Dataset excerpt
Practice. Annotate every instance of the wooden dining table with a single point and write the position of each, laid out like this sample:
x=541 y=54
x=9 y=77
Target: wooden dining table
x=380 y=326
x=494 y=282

** Exercise **
Format every line of the entries above as a numbered list, leaving out any blank lines.

** Correct answer **
1. Practice. Annotate every instance of the wooden dining table with a single point and write the position of each, laid out like this sample:
2. x=541 y=54
3. x=9 y=77
4. Target: wooden dining table
5. x=380 y=326
6. x=494 y=282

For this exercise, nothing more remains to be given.